▶ Items listed in a dataset
################

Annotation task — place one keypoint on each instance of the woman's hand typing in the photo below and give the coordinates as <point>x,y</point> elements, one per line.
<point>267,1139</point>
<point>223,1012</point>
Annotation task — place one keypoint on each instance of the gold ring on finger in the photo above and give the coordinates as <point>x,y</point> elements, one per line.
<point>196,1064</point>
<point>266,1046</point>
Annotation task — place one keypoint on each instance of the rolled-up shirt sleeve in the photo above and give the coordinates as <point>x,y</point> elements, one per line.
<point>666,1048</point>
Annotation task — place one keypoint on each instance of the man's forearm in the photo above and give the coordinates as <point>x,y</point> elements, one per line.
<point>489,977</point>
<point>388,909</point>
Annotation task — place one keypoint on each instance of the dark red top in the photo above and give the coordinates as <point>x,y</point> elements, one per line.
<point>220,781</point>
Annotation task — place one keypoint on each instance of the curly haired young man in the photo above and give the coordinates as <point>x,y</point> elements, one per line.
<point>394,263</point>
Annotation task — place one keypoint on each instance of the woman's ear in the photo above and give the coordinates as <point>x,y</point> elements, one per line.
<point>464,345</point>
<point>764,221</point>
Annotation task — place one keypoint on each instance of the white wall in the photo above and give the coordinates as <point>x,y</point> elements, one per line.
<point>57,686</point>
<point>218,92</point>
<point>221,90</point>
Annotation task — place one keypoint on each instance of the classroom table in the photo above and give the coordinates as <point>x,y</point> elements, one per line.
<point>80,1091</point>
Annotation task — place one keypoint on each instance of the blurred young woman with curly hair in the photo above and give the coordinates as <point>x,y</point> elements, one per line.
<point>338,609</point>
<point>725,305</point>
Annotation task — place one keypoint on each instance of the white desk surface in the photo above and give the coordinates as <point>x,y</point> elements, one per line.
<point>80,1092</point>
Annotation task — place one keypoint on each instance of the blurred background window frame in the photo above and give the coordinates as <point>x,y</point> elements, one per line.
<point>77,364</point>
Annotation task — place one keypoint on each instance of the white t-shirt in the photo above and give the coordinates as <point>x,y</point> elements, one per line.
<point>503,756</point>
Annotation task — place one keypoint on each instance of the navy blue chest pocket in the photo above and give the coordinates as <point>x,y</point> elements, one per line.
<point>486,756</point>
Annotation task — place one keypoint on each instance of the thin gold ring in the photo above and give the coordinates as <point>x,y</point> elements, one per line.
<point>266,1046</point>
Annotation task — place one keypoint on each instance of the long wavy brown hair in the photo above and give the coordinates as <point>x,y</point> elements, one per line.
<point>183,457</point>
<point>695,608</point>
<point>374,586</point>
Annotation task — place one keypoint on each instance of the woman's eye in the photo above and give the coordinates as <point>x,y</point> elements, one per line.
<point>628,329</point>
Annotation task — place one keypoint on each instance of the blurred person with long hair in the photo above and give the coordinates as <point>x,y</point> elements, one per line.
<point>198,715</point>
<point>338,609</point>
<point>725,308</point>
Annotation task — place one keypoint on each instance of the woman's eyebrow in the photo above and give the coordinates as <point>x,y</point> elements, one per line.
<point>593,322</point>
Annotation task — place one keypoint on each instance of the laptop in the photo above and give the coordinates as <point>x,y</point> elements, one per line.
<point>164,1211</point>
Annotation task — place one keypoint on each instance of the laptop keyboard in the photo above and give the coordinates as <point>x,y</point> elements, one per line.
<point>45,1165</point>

################

▶ Exercise directions
Every entry above should be retyped exactly as shown.

▶ Exercise answer
Annotation task — place one keypoint on each instance of the woman's hand typing in the photo below and give the coordinates as <point>x,y</point> elements, one per line.
<point>267,1139</point>
<point>223,1012</point>
Annotation task — place one keypoint on each instance of the gold ring on finger in the photo above and give the coordinates as <point>x,y</point> elements, one per line.
<point>196,1064</point>
<point>266,1046</point>
Annotation task — place one keypoint on each instance of the rolled-up shirt sleeve in the photo above and give the coordinates as <point>x,y</point> elements, one per line.
<point>666,1048</point>
Annotation task — place one keypoint on each instance of the man's forearm in the photo above and give the coordinates as <point>x,y</point> elements, one per line.
<point>489,977</point>
<point>388,909</point>
Annotation task — place one keypoint on each instance of the dark red top in the photo above and give the coordinates as <point>x,y</point> elements, one per line.
<point>220,781</point>
Annotation task — place one keypoint on each instance of the curly haired young man in the photo above and give the coordinates as <point>x,y</point> elements, one per line.
<point>394,263</point>
Annotation task — place one keypoint on each instance of the woman's ear in the photo above and give the coordinates as <point>x,y</point> elements, one per line.
<point>464,345</point>
<point>764,221</point>
Annotation task — place one keypoint on each instance of the white wall in the photo above and give the coordinates as <point>x,y</point> elements, one per line.
<point>57,686</point>
<point>218,92</point>
<point>221,90</point>
Annotation task — place one keypoint on each instance of the classroom table in the photo above and give the coordinates as <point>x,y</point> elements, one per line.
<point>80,1091</point>
Annotation task — place one keypoint on each instance of the blurred young woman with curly hair in the photo above and give the coordinates as <point>x,y</point> elements, one per line.
<point>338,609</point>
<point>725,305</point>
Annotation task — place one keypoint on each instance of the white desk surface in the photo above and give the coordinates as <point>x,y</point> elements, one per line.
<point>80,1092</point>
Annotation task — place one keypoint on each instance of the blurred background window frame in the photo above and give the coordinates as <point>x,y</point> elements, one per line.
<point>77,364</point>
Annotation task — place one keypoint on each instance of the white t-shirt in the photo above and give the coordinates as <point>x,y</point> elements, one per line.
<point>503,756</point>
Annotation task — place one keypoint on each instance of the navy blue chest pocket in the photo above and give the coordinates as <point>x,y</point> elements, one per line.
<point>486,756</point>
Annotation task — place one keypoint on each instance of the thin gold ring in the photo above and give the coordinates as <point>x,y</point> elements, one per line.
<point>266,1046</point>
Annotation task — place one keypoint on each instance of the long wavy brown hair in the photo above and give the coordinates as <point>x,y</point> elements, one per line.
<point>183,457</point>
<point>695,608</point>
<point>374,586</point>
Annotation task — place one keypoint on each instance of the woman's eye in the photo above and give the coordinates as <point>x,y</point> elements, one per line.
<point>628,329</point>
Annotation task — place one keypoint on each instance of the blurred person with long hair in the photo above and give the coordinates as <point>x,y</point> elements, one per line.
<point>198,715</point>
<point>338,609</point>
<point>725,308</point>
Annotation task — place one keypoint on each instance of the woman's eyebrow in the photo above and give the coordinates as <point>x,y</point> elements, one per line.
<point>593,322</point>
Annotation task — place one keypoint on each instance of the laptop in the photo above and give the coordinates as <point>x,y</point> elements, one per line.
<point>164,1211</point>
Annotation task — place one keypoint on each instance of the laptop keyboard in the photo above and give the coordinates as <point>x,y</point> elements, one per line.
<point>45,1165</point>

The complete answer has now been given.